[[ Records shown open ]]

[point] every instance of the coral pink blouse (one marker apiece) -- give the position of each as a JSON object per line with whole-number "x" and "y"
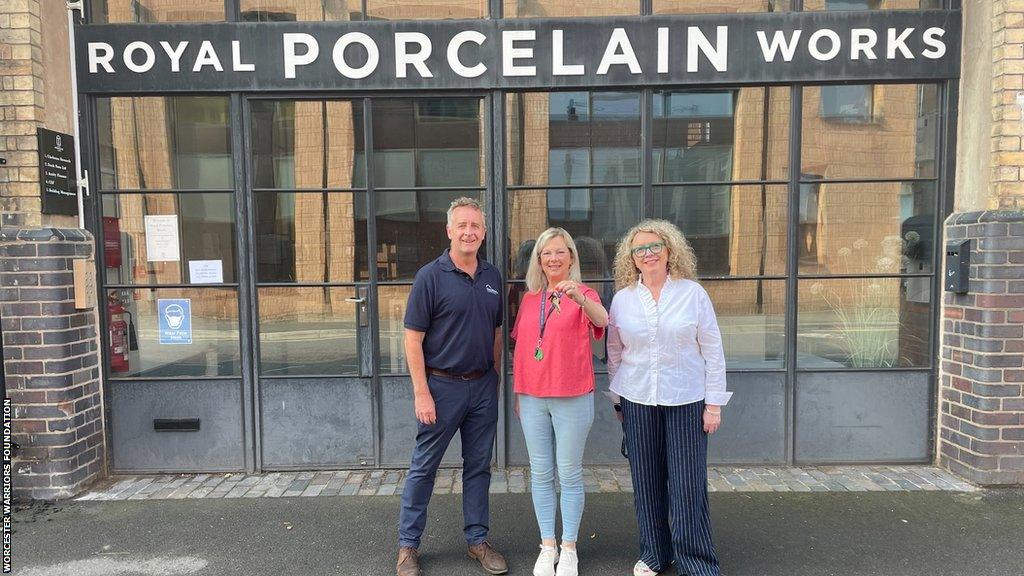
{"x": 567, "y": 366}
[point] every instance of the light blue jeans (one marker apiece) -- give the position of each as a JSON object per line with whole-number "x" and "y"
{"x": 556, "y": 432}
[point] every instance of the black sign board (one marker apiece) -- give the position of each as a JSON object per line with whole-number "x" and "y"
{"x": 524, "y": 53}
{"x": 57, "y": 173}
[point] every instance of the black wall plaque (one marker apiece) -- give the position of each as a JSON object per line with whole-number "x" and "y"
{"x": 57, "y": 173}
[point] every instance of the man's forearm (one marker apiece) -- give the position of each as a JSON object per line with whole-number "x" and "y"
{"x": 499, "y": 346}
{"x": 417, "y": 366}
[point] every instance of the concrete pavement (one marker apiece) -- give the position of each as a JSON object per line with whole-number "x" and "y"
{"x": 764, "y": 534}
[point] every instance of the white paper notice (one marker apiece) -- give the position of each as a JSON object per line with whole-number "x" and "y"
{"x": 206, "y": 272}
{"x": 162, "y": 239}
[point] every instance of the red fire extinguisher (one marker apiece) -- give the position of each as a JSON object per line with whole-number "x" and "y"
{"x": 118, "y": 332}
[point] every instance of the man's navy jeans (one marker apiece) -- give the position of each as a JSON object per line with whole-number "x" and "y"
{"x": 471, "y": 408}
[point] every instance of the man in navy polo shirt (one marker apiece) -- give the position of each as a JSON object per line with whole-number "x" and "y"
{"x": 453, "y": 343}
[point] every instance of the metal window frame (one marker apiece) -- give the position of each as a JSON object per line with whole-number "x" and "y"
{"x": 494, "y": 187}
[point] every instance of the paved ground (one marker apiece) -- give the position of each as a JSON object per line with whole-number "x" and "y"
{"x": 515, "y": 481}
{"x": 891, "y": 533}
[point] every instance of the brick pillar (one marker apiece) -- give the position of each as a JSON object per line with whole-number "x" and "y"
{"x": 20, "y": 111}
{"x": 981, "y": 428}
{"x": 51, "y": 363}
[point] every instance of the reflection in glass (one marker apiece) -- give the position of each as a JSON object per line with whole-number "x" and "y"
{"x": 885, "y": 228}
{"x": 752, "y": 318}
{"x": 573, "y": 137}
{"x": 559, "y": 8}
{"x": 720, "y": 136}
{"x": 411, "y": 231}
{"x": 897, "y": 138}
{"x": 853, "y": 5}
{"x": 598, "y": 347}
{"x": 213, "y": 315}
{"x": 597, "y": 218}
{"x": 152, "y": 11}
{"x": 863, "y": 323}
{"x": 309, "y": 331}
{"x": 719, "y": 6}
{"x": 734, "y": 230}
{"x": 307, "y": 145}
{"x": 427, "y": 142}
{"x": 163, "y": 142}
{"x": 310, "y": 237}
{"x": 203, "y": 229}
{"x": 392, "y": 300}
{"x": 301, "y": 10}
{"x": 425, "y": 9}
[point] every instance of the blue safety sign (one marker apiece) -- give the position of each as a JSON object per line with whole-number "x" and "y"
{"x": 174, "y": 316}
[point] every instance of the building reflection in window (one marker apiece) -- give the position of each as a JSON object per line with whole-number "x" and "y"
{"x": 165, "y": 142}
{"x": 154, "y": 11}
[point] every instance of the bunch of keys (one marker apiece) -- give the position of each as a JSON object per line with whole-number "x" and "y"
{"x": 556, "y": 301}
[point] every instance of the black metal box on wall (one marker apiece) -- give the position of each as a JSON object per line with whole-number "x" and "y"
{"x": 957, "y": 276}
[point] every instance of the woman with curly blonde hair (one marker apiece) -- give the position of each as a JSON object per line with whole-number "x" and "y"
{"x": 667, "y": 368}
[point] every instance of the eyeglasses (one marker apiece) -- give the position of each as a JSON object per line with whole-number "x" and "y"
{"x": 653, "y": 248}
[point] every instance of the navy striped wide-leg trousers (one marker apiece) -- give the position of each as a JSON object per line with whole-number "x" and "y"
{"x": 668, "y": 451}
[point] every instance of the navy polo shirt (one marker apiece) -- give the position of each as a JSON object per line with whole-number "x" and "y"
{"x": 458, "y": 314}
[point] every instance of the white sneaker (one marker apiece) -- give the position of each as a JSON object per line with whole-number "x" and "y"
{"x": 641, "y": 569}
{"x": 545, "y": 565}
{"x": 568, "y": 564}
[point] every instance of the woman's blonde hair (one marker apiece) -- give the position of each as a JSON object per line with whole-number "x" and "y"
{"x": 682, "y": 261}
{"x": 535, "y": 275}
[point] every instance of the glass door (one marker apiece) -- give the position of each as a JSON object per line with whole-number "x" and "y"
{"x": 333, "y": 386}
{"x": 314, "y": 366}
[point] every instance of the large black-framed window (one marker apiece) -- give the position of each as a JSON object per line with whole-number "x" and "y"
{"x": 169, "y": 262}
{"x": 869, "y": 216}
{"x": 714, "y": 162}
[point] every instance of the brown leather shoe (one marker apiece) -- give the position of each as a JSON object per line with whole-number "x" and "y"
{"x": 492, "y": 561}
{"x": 409, "y": 562}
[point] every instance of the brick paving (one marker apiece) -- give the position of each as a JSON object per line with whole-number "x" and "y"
{"x": 516, "y": 481}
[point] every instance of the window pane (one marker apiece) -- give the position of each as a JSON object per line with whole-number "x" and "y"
{"x": 205, "y": 320}
{"x": 573, "y": 137}
{"x": 426, "y": 9}
{"x": 303, "y": 145}
{"x": 165, "y": 142}
{"x": 559, "y": 8}
{"x": 411, "y": 231}
{"x": 863, "y": 323}
{"x": 301, "y": 10}
{"x": 720, "y": 136}
{"x": 866, "y": 228}
{"x": 311, "y": 331}
{"x": 310, "y": 237}
{"x": 188, "y": 232}
{"x": 597, "y": 219}
{"x": 428, "y": 142}
{"x": 752, "y": 318}
{"x": 734, "y": 231}
{"x": 151, "y": 11}
{"x": 880, "y": 131}
{"x": 392, "y": 330}
{"x": 598, "y": 348}
{"x": 719, "y": 6}
{"x": 871, "y": 4}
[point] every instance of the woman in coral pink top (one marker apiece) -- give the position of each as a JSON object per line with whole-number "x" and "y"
{"x": 554, "y": 386}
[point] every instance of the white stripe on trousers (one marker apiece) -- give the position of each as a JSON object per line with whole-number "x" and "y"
{"x": 668, "y": 451}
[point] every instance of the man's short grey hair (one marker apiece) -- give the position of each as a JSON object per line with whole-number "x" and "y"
{"x": 466, "y": 201}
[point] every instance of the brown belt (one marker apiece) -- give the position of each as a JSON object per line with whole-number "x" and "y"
{"x": 443, "y": 374}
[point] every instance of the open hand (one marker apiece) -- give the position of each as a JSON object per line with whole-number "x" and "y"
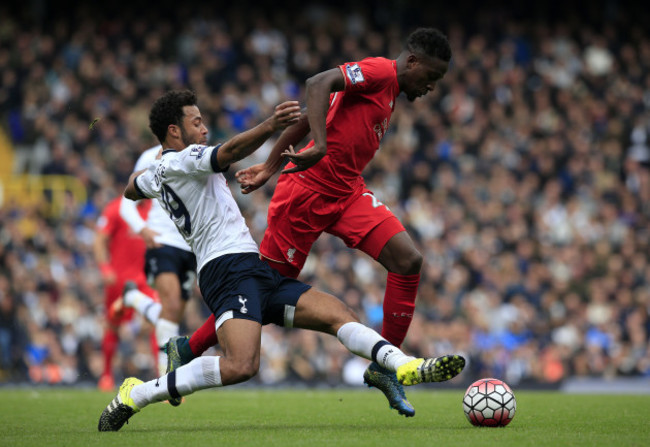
{"x": 252, "y": 178}
{"x": 285, "y": 115}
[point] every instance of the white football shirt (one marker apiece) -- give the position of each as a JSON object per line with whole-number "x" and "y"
{"x": 157, "y": 219}
{"x": 192, "y": 189}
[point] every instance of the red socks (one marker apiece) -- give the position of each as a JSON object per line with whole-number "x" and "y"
{"x": 399, "y": 305}
{"x": 109, "y": 346}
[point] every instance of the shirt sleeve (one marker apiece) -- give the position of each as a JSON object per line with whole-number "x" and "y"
{"x": 129, "y": 213}
{"x": 146, "y": 159}
{"x": 368, "y": 75}
{"x": 148, "y": 183}
{"x": 195, "y": 159}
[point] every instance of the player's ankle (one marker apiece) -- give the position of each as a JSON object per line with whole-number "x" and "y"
{"x": 185, "y": 351}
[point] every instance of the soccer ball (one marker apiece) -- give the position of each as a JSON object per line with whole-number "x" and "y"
{"x": 489, "y": 403}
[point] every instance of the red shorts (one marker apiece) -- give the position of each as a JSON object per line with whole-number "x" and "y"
{"x": 114, "y": 291}
{"x": 298, "y": 215}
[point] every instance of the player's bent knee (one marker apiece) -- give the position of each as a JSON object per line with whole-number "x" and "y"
{"x": 408, "y": 264}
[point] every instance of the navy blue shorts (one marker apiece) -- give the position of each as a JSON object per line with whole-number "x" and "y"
{"x": 167, "y": 259}
{"x": 243, "y": 286}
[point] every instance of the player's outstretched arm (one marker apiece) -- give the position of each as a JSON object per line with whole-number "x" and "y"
{"x": 242, "y": 145}
{"x": 131, "y": 191}
{"x": 254, "y": 177}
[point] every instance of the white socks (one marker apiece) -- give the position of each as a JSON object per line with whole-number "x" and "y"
{"x": 165, "y": 330}
{"x": 143, "y": 304}
{"x": 366, "y": 343}
{"x": 200, "y": 373}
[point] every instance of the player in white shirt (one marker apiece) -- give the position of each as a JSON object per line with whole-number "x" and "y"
{"x": 241, "y": 290}
{"x": 170, "y": 266}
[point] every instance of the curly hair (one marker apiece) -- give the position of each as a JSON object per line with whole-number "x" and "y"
{"x": 431, "y": 42}
{"x": 168, "y": 109}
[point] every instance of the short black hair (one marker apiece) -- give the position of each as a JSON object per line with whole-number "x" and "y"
{"x": 168, "y": 109}
{"x": 431, "y": 42}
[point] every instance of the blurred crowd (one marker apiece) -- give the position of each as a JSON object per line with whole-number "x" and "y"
{"x": 524, "y": 179}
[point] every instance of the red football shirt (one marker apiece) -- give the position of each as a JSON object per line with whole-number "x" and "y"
{"x": 357, "y": 120}
{"x": 126, "y": 249}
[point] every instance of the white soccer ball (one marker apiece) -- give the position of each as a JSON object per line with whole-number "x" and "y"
{"x": 489, "y": 403}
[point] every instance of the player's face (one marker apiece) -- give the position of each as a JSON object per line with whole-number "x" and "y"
{"x": 421, "y": 75}
{"x": 193, "y": 131}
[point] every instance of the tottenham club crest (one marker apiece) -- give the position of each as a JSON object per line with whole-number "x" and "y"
{"x": 243, "y": 300}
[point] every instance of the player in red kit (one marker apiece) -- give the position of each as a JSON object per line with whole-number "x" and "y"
{"x": 119, "y": 253}
{"x": 348, "y": 112}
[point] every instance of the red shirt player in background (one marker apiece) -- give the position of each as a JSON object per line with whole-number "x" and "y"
{"x": 119, "y": 253}
{"x": 348, "y": 112}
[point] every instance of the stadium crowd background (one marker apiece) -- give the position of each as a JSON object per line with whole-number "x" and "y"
{"x": 523, "y": 178}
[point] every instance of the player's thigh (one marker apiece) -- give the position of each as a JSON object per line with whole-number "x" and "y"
{"x": 364, "y": 215}
{"x": 296, "y": 218}
{"x": 320, "y": 311}
{"x": 240, "y": 339}
{"x": 172, "y": 271}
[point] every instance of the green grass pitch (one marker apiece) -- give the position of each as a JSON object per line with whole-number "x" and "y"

[[ Records shown closed ]]

Both ends count here. Reproduce exactly the lines from the one containing "[point] every instance of the tottenham" through the end of the listing.

[point] every instance of the tottenham club crest (one marker apiece) -- give the position of each as a JSON object per line with whole-number "x" and "y"
{"x": 243, "y": 300}
[point] every instance of the player in red kit (one marker apiece) -- give the position of each as a JSON object per line with whole-number "x" and "y"
{"x": 119, "y": 253}
{"x": 348, "y": 112}
[point] every instance of the red shirt player in background (one marker apiece) -- give the position of each as a JSON object per line with whole-number "x" and "y"
{"x": 119, "y": 253}
{"x": 348, "y": 112}
[point] every instance of the stadium crowd background (one marker apiece) -- give the position of each as a JSON object per line with whole-number "x" and "y"
{"x": 523, "y": 178}
[point] every instance of the player's thigh (one marker apiece) -- give the position of each as a JSON object per line with whole-number "x" and "y"
{"x": 364, "y": 215}
{"x": 296, "y": 218}
{"x": 320, "y": 311}
{"x": 240, "y": 339}
{"x": 172, "y": 271}
[point] every instance of the green grass pitch (one marker apiece) -- give the position of each as a JSON object per line with whole-number "x" and "y"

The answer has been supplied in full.